● The request:
Could you set out all the records below as a Markdown table, with a "Row" column giving each record's number and a "Record" column giving its line, leaving blank lines out?

● Entries:
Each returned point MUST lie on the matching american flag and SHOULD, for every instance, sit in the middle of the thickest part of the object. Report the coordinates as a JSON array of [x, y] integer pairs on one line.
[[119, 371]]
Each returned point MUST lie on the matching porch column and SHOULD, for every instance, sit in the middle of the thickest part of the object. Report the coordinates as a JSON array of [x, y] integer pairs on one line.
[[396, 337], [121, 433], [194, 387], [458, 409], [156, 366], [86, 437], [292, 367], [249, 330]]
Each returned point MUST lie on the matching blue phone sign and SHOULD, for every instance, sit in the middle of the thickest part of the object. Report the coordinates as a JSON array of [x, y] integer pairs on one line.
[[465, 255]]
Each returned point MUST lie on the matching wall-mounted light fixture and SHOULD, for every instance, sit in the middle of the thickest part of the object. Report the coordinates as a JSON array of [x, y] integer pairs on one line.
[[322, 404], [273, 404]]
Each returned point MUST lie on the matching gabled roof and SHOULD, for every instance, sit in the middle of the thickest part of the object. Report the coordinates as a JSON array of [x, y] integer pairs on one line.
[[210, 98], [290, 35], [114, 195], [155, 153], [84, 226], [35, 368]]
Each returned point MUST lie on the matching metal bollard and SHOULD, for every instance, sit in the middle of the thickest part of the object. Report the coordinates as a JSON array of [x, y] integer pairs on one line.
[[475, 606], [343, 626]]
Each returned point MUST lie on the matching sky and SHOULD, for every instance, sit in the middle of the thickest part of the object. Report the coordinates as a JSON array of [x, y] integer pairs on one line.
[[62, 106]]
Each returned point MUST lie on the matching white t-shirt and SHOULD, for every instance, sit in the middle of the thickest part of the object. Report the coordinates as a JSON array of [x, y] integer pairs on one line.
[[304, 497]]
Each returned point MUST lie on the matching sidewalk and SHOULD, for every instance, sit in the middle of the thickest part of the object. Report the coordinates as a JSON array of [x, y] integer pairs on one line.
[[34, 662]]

● Result of the task:
| Row | Record |
|---|---|
| 1 | Each returned point MUST lie on the matching american flag and SHOULD, for every instance, sit in the middle of the thickest part of the object. Report the coordinates as a JSON array of [x, y] integer pairs on one line. |
| 2 | [[119, 371]] |
| 3 | Each returned point MUST lie on the matching porch column and SHOULD, for every instance, sit in the middle of the thickest part of the object. Report the coordinates as a JSON array of [x, y] integer pairs on one line. |
| 4 | [[396, 337], [121, 433], [194, 387], [458, 409], [156, 366], [86, 437], [292, 367], [249, 330]] |
| 5 | Each returned point MUST lie on the matching blue phone sign and SHOULD, for every instance, sit in the middle of the thickest part of the object. Report the coordinates as a JSON array of [x, y] integer pairs on one line. |
| 6 | [[465, 255]] |
| 7 | Each returned point MUST lie on the matching wall-mounted light fixture and SHOULD, for every instance, sit in the middle of the thickest part of the object. Report the coordinates as a JSON array of [x, y] integer pairs on one line. |
| 8 | [[322, 404], [273, 404]] |
| 9 | Each returned point MUST lie on the matching gabled roof and SHOULD, for every instance, sit in the middle of the thickest part of the object. Report the coordinates as a JSON array of [x, y] integer pairs on one line. |
| 10 | [[210, 98], [290, 35], [114, 195], [155, 153], [84, 226], [35, 368]] |
| 11 | Each returned point MUST lie on the matching metal bollard and SHOULD, for every instance, sit in the middle of the thickest part of the object. Report the coordinates as a JSON array of [x, y] integer pairs on one line. |
| 12 | [[475, 606], [343, 626]] |
| 13 | Each returned point MUST lie on the matching sky and SHOULD, for every instance, sit in the middle of the thickest part of the object. Report the coordinates as a JSON array of [x, y] integer pairs on one line. |
| 14 | [[62, 106]] |
| 15 | Each returned point MUST lie on the matching white t-shirt and SHOULD, for every instance, sit in the middle of the thickest part of the object. Report the coordinates as a JSON array of [x, y] integer pairs on one line. |
| 16 | [[304, 497]] |
| 17 | Each returned point MUST lie on the matching sidewalk and SHOULD, for every instance, sit in the middle of the thickest part of the object. Report the coordinates as a JSON array of [x, y] integer pairs on one line. |
| 18 | [[34, 662]] |